Dataset excerpts>
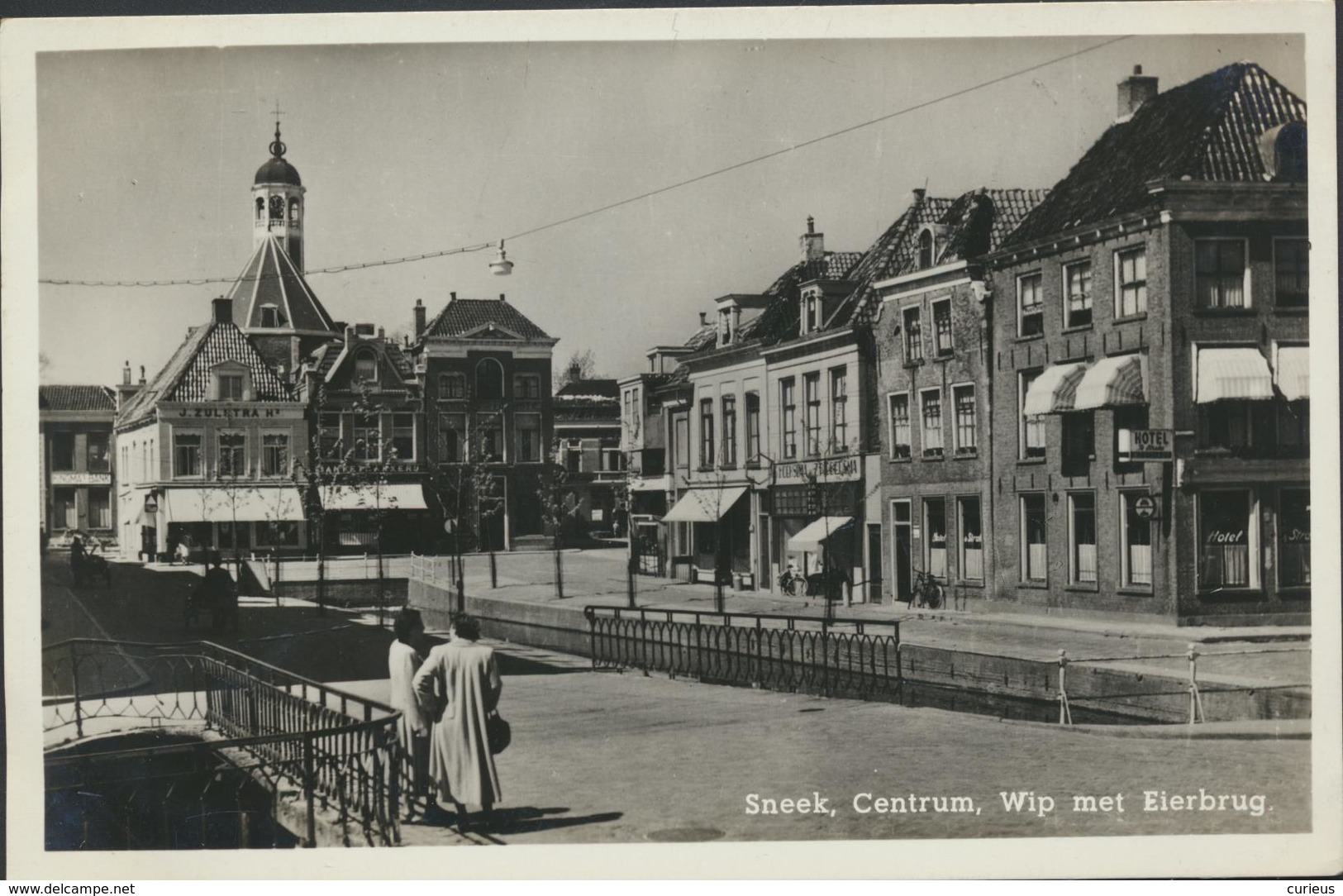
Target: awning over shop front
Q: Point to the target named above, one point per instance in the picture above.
(1113, 382)
(817, 532)
(705, 505)
(393, 496)
(1293, 372)
(1052, 391)
(246, 504)
(1231, 374)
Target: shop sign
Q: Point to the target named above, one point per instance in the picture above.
(81, 479)
(1147, 445)
(838, 469)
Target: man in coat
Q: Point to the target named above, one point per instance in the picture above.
(462, 679)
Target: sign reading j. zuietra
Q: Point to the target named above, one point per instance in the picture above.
(840, 469)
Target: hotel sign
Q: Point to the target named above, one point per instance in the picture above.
(841, 469)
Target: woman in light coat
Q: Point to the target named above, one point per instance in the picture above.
(462, 677)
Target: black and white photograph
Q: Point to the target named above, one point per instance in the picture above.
(820, 442)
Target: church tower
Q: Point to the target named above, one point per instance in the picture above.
(279, 203)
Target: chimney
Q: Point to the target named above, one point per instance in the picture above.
(812, 243)
(1134, 92)
(223, 309)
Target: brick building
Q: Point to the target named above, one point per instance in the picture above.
(1151, 390)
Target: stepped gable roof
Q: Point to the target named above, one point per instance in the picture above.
(465, 316)
(270, 277)
(75, 398)
(1207, 129)
(186, 376)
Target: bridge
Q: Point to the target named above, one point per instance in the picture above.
(188, 745)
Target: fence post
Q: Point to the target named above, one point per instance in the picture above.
(1065, 713)
(1196, 698)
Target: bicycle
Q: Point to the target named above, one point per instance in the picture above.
(927, 591)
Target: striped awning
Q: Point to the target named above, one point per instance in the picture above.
(1052, 391)
(1293, 372)
(1113, 382)
(1231, 374)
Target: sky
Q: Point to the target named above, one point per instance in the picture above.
(145, 161)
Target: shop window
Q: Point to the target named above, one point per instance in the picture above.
(963, 399)
(186, 448)
(788, 407)
(1031, 305)
(941, 344)
(840, 410)
(1081, 537)
(1135, 543)
(1078, 294)
(913, 336)
(1293, 537)
(1131, 283)
(1220, 273)
(1035, 552)
(1031, 429)
(403, 436)
(274, 455)
(971, 539)
(1226, 541)
(1293, 272)
(935, 527)
(900, 427)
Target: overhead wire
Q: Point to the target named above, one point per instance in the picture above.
(590, 212)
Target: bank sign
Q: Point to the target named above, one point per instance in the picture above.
(841, 469)
(1145, 445)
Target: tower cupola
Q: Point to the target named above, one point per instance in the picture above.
(279, 202)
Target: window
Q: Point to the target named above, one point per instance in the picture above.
(935, 524)
(62, 450)
(403, 436)
(1031, 427)
(1081, 537)
(1131, 283)
(1220, 273)
(186, 448)
(707, 434)
(913, 336)
(274, 455)
(1079, 442)
(1225, 535)
(971, 539)
(365, 367)
(1293, 273)
(788, 404)
(451, 386)
(1033, 547)
(730, 430)
(1031, 305)
(1078, 294)
(900, 434)
(963, 399)
(528, 427)
(489, 379)
(98, 455)
(812, 384)
(840, 410)
(526, 386)
(752, 427)
(1136, 543)
(930, 404)
(1293, 537)
(100, 509)
(232, 455)
(941, 328)
(230, 387)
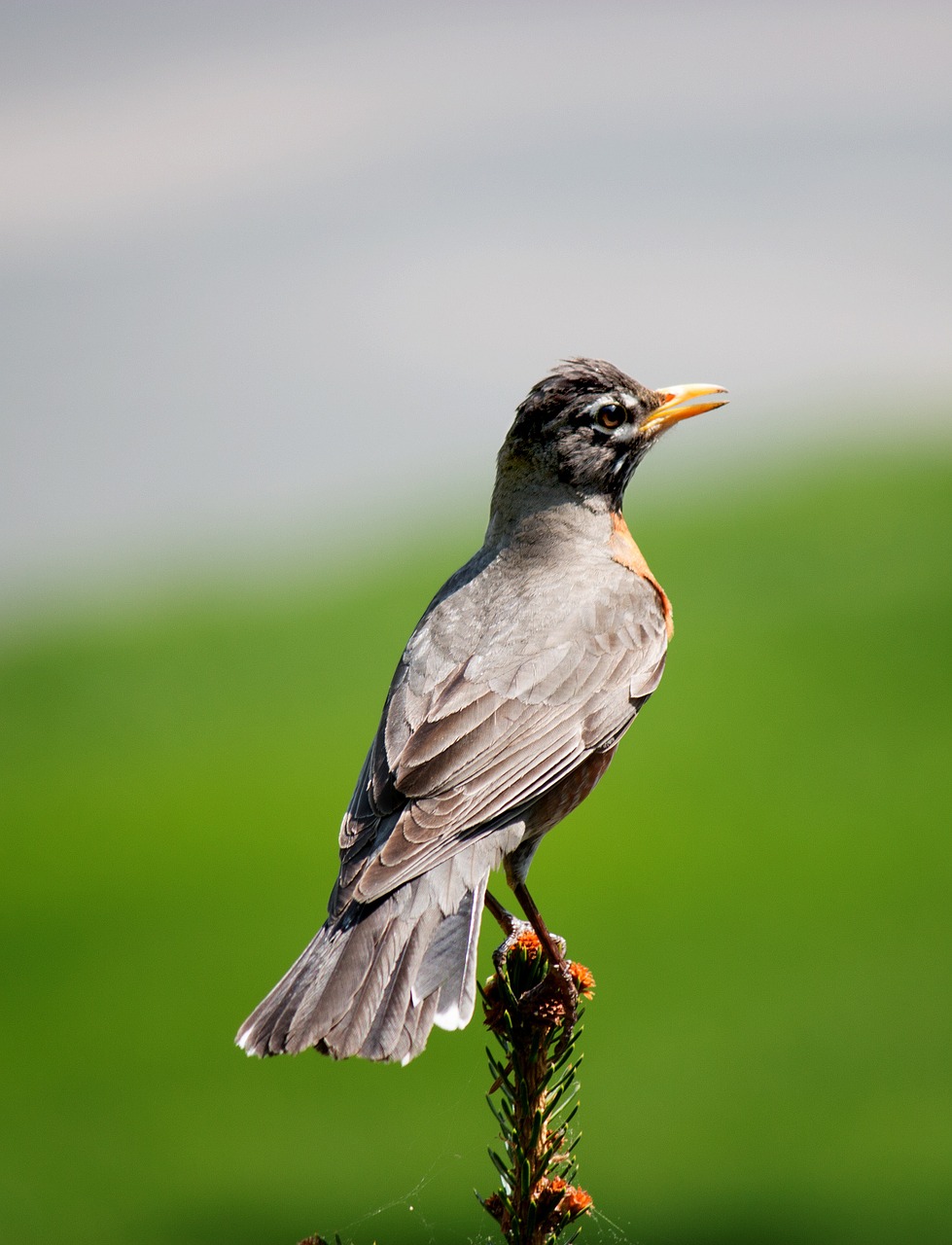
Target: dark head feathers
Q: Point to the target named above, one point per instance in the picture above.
(569, 382)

Task statement> Rewrite every item above as a numbered list, one line per entry, with the blank lines dropped. Leave the pictures out of your list.

Written answer>
1. Target: awning over shop front
2. Q: Point to the target named above, one point per instance in the picture above.
3. (1113, 382)
4. (817, 532)
5. (705, 505)
6. (393, 496)
7. (1293, 372)
8. (1052, 391)
9. (246, 504)
10. (1231, 374)
11. Target: shop sign
12. Q: Point to the target named above, one point per instance in the picture above.
13. (81, 479)
14. (1147, 445)
15. (838, 469)
16. Target: man in coat
17. Q: Point to the target named above, one point per instance in the picture above.
18. (462, 679)
19. Target: sign reading j. zuietra
20. Q: Point to the target named above, one point per instance in the picture above.
21. (840, 469)
22. Target: hotel sign
23. Q: Point to the target named above, one point per instance in the picture above.
24. (841, 469)
25. Target: woman in light coat
26. Q: Point to the target named above, one point per instance in the picture above.
27. (462, 677)
28. Target: black and white photograph
29. Q: Point to the target named above, one point per instance in the picture above.
30. (820, 442)
31. Target: church tower
32. Q: Point to the target named above, one point per instance in the picture above.
33. (279, 203)
34. Target: chimney
35. Q: Point to the target named above, one point per instance in the picture above.
36. (812, 243)
37. (1134, 92)
38. (223, 309)
39. Target: brick building
40. Q: Point to the target named above, one point per instance in the picture above.
41. (1151, 390)
42. Target: stepped gable roof
43. Q: Point to the target named above, one point per instance in the picture above.
44. (465, 316)
45. (270, 277)
46. (75, 398)
47. (1207, 129)
48. (186, 376)
49. Target: bridge
50. Q: Point to the target named above, one point per instance in the picture above.
51. (188, 745)
52. Target: fence post
53. Q: Point to the target named above, one point per instance in the picture above.
54. (1065, 713)
55. (1196, 698)
56. Target: bicycle
57. Q: Point to the target named above, one point per instance in the picture above.
58. (927, 591)
59. Target: striped awning
60. Q: Point to the target named above, one point per instance in the picture above.
61. (1052, 391)
62. (1293, 372)
63. (1113, 382)
64. (1231, 374)
65. Target: sky
66. Q: Point to the target named above, one point per instance in the picture above.
67. (145, 161)
68. Target: shop window
69. Q: Point to the target named above, one point per instance in the picture above.
70. (963, 399)
71. (186, 448)
72. (788, 407)
73. (1031, 305)
74. (941, 344)
75. (840, 410)
76. (1081, 537)
77. (1135, 543)
78. (1078, 294)
79. (913, 336)
80. (1293, 537)
81. (1131, 283)
82. (1220, 273)
83. (1035, 552)
84. (1031, 429)
85. (403, 436)
86. (274, 455)
87. (971, 539)
88. (1226, 541)
89. (1293, 272)
90. (935, 527)
91. (900, 427)
92. Target: overhead wire
93. Q: Point to the target named above, one point per instance in the picture above.
94. (590, 212)
95. Target: bank sign
96. Q: Point to the target named above, one point per instance in the picture above.
97. (841, 469)
98. (1145, 445)
99. Target: tower cupola
100. Q: Point to the target named above, one point per instance in the picture above.
101. (279, 202)
102. Target: window
103. Q: Point to the target named above, one point per instance in the picture above.
104. (935, 524)
105. (62, 450)
106. (403, 436)
107. (1031, 427)
108. (1081, 537)
109. (1131, 283)
110. (1220, 273)
111. (186, 448)
112. (707, 434)
113. (913, 336)
114. (274, 455)
115. (1079, 442)
116. (1225, 535)
117. (971, 539)
118. (365, 367)
119. (1293, 273)
120. (788, 404)
121. (451, 386)
122. (1033, 547)
123. (730, 430)
124. (1031, 305)
125. (1078, 294)
126. (900, 434)
127. (963, 399)
128. (528, 427)
129. (489, 379)
130. (98, 455)
131. (812, 384)
132. (840, 410)
133. (526, 386)
134. (752, 427)
135. (1136, 543)
136. (930, 404)
137. (1293, 537)
138. (100, 509)
139. (232, 455)
140. (941, 328)
141. (230, 387)
142. Target: dark head feathers
143. Q: Point to the target named above, one point per instance in the picture above.
144. (569, 382)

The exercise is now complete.